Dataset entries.
==================================================
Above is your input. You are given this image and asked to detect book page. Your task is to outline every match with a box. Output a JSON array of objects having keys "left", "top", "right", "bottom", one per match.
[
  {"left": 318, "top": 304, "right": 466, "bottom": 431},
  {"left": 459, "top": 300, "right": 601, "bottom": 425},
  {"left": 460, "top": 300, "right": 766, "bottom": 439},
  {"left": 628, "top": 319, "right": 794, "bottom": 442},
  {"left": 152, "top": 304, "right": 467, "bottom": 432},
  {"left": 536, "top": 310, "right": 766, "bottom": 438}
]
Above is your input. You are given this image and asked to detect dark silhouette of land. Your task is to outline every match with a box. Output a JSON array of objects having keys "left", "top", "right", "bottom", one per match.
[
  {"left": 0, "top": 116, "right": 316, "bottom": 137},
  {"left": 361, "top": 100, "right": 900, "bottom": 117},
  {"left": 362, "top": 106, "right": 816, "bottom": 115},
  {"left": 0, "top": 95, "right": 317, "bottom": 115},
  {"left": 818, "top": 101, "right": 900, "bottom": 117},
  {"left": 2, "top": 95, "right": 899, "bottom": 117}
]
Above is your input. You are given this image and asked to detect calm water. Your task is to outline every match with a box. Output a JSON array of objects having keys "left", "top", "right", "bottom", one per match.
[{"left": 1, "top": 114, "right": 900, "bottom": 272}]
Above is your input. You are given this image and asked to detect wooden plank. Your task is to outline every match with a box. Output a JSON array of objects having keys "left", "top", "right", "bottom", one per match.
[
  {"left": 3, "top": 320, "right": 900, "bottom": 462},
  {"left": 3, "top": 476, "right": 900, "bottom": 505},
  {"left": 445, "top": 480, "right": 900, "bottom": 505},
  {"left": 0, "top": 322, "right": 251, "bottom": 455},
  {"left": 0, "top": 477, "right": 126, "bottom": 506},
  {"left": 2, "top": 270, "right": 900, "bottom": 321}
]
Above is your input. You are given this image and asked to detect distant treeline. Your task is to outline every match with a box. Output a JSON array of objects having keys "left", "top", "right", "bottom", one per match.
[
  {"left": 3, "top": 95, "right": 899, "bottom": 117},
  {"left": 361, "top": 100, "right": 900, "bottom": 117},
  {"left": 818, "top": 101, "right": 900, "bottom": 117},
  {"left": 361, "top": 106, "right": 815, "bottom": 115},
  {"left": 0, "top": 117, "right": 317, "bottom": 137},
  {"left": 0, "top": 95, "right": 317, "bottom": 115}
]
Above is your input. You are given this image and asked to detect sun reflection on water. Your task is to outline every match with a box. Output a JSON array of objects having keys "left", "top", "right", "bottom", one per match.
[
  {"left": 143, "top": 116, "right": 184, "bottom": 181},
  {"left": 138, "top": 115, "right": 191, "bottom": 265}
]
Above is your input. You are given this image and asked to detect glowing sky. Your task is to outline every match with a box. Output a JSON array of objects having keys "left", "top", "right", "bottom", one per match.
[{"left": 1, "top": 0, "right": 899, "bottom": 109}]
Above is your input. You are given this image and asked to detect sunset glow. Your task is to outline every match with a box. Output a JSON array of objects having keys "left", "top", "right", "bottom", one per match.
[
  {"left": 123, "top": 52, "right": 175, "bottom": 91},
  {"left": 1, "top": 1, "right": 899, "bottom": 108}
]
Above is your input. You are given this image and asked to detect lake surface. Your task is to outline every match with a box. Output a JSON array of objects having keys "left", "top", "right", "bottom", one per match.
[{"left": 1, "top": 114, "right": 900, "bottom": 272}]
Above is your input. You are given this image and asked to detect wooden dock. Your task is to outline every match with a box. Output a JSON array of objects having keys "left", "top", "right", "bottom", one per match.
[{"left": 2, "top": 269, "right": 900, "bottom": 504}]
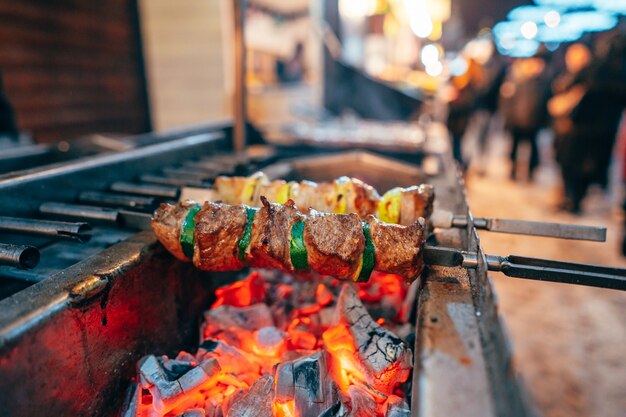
==================================================
Task description.
No pictures belong in the answer. It must repeat exactly the lines from the line with "to detect glowing" through the final line of the records.

Task output.
Above is your input. You are given this image and asked to detect glowing sky. Your task is to outline every match with a box. Output a JSON array of objects having keys "left", "top", "right", "bottom", one per match.
[{"left": 1, "top": 0, "right": 899, "bottom": 109}]
Above is your input. You are given this image and asked to detect sunset glow. Your task is to outline every match with a box. Output a JSON array of objects having keys "left", "top", "right", "bottom", one per match.
[
  {"left": 123, "top": 52, "right": 175, "bottom": 91},
  {"left": 1, "top": 1, "right": 899, "bottom": 108}
]
Above is your input. You are given this image and asked to detect lake surface. Your task is to outline every match with a box. Output a JSON array of objects having keys "left", "top", "right", "bottom", one per match.
[{"left": 1, "top": 114, "right": 900, "bottom": 272}]
Above is your input. You are given this image and asked to detect wooden dock. Your task is to outline every match with a box. Output a JSON array of objects having keys "left", "top", "right", "bottom", one per match.
[{"left": 2, "top": 269, "right": 900, "bottom": 504}]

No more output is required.